▶ _PROBLEM STATEMENT_
Please work out the number of lines in the following material that include "below", and reply with only that number.

+---+

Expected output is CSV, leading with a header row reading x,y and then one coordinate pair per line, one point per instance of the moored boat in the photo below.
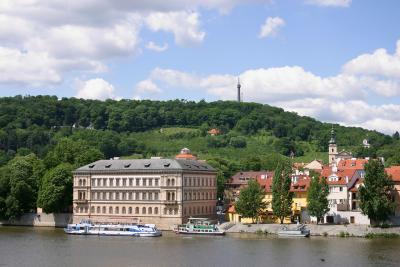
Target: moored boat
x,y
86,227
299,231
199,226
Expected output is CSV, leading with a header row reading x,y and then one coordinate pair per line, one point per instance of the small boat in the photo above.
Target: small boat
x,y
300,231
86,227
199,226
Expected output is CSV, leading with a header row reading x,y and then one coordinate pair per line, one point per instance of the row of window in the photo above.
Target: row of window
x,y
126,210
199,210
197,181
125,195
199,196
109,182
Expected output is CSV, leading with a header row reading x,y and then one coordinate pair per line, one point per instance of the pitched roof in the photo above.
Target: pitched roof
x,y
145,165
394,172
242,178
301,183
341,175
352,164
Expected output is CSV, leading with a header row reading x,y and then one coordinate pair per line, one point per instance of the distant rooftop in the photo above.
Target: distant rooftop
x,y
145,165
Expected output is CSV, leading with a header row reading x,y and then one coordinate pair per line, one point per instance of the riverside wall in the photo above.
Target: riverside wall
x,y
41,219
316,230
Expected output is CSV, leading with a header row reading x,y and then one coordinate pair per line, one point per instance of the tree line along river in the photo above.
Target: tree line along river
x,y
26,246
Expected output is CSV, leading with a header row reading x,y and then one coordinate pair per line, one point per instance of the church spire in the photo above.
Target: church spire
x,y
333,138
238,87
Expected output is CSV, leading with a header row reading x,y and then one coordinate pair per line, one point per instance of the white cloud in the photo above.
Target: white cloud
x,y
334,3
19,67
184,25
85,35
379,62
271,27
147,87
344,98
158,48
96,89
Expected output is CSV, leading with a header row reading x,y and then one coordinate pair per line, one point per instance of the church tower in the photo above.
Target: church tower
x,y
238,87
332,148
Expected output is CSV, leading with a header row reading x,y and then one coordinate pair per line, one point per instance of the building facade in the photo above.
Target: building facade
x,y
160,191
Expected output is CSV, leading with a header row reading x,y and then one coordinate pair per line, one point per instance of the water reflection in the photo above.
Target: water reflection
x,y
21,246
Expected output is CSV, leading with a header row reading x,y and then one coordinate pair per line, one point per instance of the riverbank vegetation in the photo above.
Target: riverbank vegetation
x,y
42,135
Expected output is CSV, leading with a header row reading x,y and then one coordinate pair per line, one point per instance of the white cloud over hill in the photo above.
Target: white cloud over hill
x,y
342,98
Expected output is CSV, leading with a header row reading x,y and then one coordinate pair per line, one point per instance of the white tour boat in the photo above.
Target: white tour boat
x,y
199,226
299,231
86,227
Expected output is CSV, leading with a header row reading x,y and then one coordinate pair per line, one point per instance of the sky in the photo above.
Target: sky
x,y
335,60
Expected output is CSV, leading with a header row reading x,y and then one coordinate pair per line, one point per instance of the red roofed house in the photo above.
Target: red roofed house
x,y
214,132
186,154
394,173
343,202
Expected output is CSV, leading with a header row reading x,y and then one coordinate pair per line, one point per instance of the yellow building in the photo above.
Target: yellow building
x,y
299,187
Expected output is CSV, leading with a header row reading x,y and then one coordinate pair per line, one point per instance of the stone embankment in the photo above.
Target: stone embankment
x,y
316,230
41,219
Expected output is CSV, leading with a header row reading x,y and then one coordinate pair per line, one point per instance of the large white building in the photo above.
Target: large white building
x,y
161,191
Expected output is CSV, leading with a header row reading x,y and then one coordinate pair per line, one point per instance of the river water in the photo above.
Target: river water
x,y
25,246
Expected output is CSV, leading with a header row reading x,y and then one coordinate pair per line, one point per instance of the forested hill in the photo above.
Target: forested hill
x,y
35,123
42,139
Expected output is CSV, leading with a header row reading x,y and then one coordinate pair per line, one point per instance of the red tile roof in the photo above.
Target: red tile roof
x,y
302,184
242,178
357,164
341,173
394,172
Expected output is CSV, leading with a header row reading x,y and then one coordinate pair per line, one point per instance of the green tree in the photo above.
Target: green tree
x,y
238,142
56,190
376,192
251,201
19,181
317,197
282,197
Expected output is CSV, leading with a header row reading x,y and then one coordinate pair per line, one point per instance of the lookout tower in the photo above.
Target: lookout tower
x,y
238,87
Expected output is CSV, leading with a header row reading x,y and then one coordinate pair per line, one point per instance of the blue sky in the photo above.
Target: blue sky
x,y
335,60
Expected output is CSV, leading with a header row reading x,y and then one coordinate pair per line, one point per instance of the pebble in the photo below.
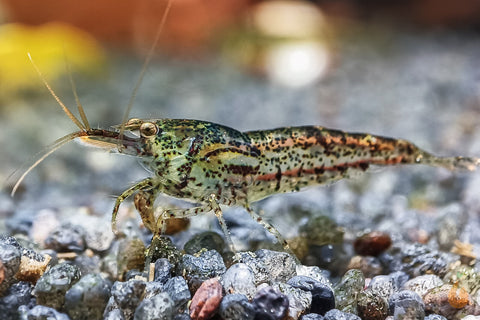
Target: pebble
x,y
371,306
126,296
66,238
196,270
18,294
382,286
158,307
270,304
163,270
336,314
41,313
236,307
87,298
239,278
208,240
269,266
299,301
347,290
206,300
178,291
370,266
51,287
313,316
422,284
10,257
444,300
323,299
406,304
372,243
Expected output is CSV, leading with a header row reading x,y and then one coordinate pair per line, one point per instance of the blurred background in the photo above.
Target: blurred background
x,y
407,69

+---+

▶ _YOUR RESPONSE_
2